Amyloid-β and tau: the trigger and bullet in Alzheimer disease pathogenesis

Abstract

The defining features of Alzheimer disease (AD) include conspicuous changes in both brain histology and behavior. The AD brain is characterized microscopically by the combined presence of 2 classes of abnormal structures, extracellular amyloid plaques and intraneuronal neurofibrillary tangles, both of which comprise highly insoluble, densely packed filaments. The soluble building blocks of these structures are amyloid-β (Aβ) peptides for plaques and tau for tangles. Amyloid-β peptides are proteolytic fragments of the transmembrane amyloid precursor protein, whereas tau is a brain-specific, axon-enriched microtubule-associated protein. The behavioral symptoms of AD correlate with the accumulation of plaques and tangles, and they are a direct consequence of the damage and destruction of synapses that mediate memory and cognition. Synapse loss can be caused by the failure of live neurons to maintain functional axons and dendrites or by neuron death. During the past dozen years, a steadily accumulating body of evidence has indicated that soluble forms of Aβ and tau work together, independently of their accumulation into plaques and tangles, to drive healthy neurons into the diseased state and that hallmark toxic properties of Aβ require tau. For instance, acute neuron death, delayed neuron death following ectopic cell cycle reentry, and synaptic dysfunction are triggered by soluble, extracellular Aβ species and depend on soluble, cytoplasmic tau. Therefore, Aβ is upstream of tau in AD pathogenesis and triggers the conversion of tau from a normal to a toxic state, but there is also evidence that toxic tau enhances Aβ toxicity via a feedback loop. Because soluble toxic aggregates of both Aβ and tau can self-propagate and spread throughout the brain by prionlike mechanisms, successful therapeutic intervention for AD would benefit from detecting these species before plaques, tangles, and cognitive impairment become evident and from interfering with the destructive biochemical pathways that they initiate.

Figure.. Signaling From Amyloid-β (Aβ) Through Tau Drives Alzheimer Disease (AD) Progression

Pathological Aβ species accumulate in the brain because of simple genetic insults, such as the rare amyloid precursor protein (APP) and presenilin mutations that cause familial early-onset AD, and the presence of apolipoprotein E4 (ApoE4), the protein product of the ε4 allele of the APOE gene, which is the strongest genetic risk factor for late-onset AD. Complex genetic interactions and environmental risks, indicated here as other factors, also contribute to the accumulation of toxic Aβ species in late-onset AD. Toxic Aβ species stimulate formation of pathological tau by modulating protein kinases and phosphatases that regulate tau phosphorylation and by inducing tau misfolding. Toxic forms of tau mediate the synaptic dysfunction and neuron death that underlie memory and cognitive impairment in AD, so the signature adverse effects of Aβ require tau.

══════════════════════════════

* [Required tasks]:
1. Copy the passage on Alzheimer disease from "Pathological Aβ species" to "effects of Aβ require tau.".
2. Answer these questions using the passage on Alzheimer disease.
(a) Which two classes of abnormal structures characterize the AD brain microscopically?
(b) Amyloid-β peptides are proteolytic fragments of which protein?
(c) What is the strongest genetic risk factor for late-onset AD?

* [Record set]:
══════════════════════════════

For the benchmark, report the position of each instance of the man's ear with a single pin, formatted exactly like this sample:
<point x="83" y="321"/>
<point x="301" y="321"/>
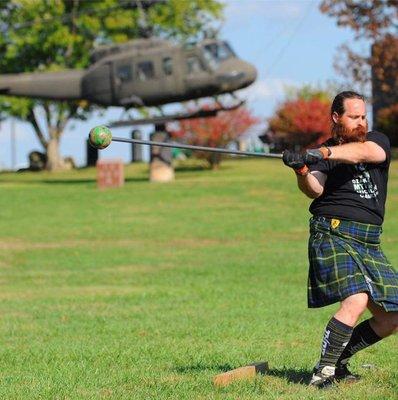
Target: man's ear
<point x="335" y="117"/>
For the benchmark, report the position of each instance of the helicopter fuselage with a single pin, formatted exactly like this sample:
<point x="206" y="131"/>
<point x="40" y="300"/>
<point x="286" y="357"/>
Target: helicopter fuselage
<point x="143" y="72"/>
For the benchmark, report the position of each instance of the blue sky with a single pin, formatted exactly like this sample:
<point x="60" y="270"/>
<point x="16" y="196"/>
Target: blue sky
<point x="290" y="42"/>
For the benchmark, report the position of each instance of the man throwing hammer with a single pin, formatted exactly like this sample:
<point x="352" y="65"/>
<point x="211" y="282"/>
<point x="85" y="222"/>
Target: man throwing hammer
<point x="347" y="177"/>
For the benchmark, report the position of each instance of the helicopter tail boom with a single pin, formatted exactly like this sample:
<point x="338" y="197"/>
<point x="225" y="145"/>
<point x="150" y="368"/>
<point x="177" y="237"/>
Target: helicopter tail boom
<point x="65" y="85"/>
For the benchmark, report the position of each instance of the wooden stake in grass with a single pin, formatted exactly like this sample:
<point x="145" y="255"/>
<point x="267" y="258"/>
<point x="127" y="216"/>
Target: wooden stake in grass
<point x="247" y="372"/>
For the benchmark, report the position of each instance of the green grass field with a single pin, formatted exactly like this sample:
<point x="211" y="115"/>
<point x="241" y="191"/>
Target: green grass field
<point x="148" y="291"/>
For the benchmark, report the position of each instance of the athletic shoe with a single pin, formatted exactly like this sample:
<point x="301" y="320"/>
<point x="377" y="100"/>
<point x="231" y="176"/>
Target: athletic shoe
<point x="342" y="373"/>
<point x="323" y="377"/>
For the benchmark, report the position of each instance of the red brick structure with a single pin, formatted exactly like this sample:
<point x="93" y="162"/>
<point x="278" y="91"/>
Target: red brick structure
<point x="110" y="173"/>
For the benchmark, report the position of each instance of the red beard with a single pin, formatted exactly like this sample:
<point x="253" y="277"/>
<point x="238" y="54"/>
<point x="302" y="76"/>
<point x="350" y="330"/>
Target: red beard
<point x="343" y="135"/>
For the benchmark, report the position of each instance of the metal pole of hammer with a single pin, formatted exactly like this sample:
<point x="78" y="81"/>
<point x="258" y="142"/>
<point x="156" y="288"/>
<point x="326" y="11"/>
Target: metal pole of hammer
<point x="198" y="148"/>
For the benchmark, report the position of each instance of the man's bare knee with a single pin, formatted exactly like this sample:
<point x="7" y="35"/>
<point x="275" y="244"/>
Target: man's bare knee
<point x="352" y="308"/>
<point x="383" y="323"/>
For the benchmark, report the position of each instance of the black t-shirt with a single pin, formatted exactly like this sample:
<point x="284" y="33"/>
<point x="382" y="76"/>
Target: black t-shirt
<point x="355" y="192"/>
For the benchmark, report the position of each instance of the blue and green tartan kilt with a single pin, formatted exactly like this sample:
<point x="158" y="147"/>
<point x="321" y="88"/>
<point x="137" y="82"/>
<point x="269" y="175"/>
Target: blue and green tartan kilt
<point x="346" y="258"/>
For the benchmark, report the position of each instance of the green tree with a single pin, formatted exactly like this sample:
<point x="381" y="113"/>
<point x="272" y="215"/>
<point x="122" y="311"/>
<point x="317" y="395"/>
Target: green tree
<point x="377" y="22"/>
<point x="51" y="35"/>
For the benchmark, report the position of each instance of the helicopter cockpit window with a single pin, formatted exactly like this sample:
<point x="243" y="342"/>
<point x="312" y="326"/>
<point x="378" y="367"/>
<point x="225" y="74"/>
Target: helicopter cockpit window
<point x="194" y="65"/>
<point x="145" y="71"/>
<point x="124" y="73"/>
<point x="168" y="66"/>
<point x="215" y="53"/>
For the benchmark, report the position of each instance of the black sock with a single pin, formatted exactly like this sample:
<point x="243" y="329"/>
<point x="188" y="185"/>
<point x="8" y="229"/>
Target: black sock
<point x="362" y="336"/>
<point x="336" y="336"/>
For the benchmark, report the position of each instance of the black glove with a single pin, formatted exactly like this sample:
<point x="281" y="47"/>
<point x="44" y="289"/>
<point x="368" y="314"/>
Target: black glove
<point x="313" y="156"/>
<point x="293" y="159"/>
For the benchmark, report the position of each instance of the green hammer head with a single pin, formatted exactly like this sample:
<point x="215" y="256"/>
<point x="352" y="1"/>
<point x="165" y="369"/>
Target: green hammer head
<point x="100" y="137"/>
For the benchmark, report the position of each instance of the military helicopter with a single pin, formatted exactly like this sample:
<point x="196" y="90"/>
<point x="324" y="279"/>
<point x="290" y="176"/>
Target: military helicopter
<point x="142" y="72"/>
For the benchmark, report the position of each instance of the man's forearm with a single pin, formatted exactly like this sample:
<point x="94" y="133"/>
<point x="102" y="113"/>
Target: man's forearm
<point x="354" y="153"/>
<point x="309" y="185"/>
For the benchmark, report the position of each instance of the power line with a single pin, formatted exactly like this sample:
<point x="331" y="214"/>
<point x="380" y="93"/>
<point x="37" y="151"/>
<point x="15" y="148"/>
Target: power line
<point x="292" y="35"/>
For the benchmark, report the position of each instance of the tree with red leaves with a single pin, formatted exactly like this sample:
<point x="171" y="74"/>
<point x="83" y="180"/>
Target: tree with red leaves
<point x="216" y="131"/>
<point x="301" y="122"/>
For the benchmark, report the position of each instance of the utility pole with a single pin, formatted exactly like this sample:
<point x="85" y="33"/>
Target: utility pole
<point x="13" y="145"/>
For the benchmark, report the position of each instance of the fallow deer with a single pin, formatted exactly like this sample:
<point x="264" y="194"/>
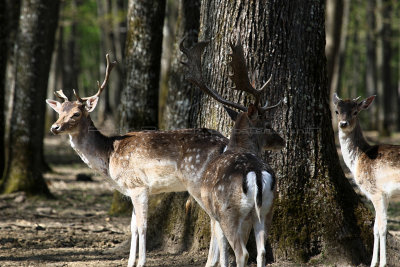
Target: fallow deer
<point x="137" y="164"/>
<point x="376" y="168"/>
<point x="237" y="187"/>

══════════════════════════════

* [Task results]:
1.
Pathological Aβ species accumulate in the brain because of simple genetic insults, such as the rare amyloid precursor protein (APP) and presenilin mutations that cause familial early-onset AD, and the presence of apolipoprotein E4 (ApoE4), the protein product of the ε4 allele of the APOE gene, which is the strongest genetic risk factor for late-onset AD. Complex genetic interactions and environmental risks, indicated here as other factors, also contribute to the accumulation of toxic Aβ species in late-onset AD. Toxic Aβ species stimulate formation of pathological tau by modulating protein kinases and phosphatases that regulate tau phosphorylation and by inducing tau misfolding. Toxic forms of tau mediate the synaptic dysfunction and neuron death that underlie memory and cognitive impairment in AD, so the signature adverse effects of Aβ require tau.

2.
(a) Extracellular amyloid plaques and intraneuronal neurofibrillary tangles.
(b) The transmembrane amyloid precursor protein.
(c) The ε4 allele of the APOE gene.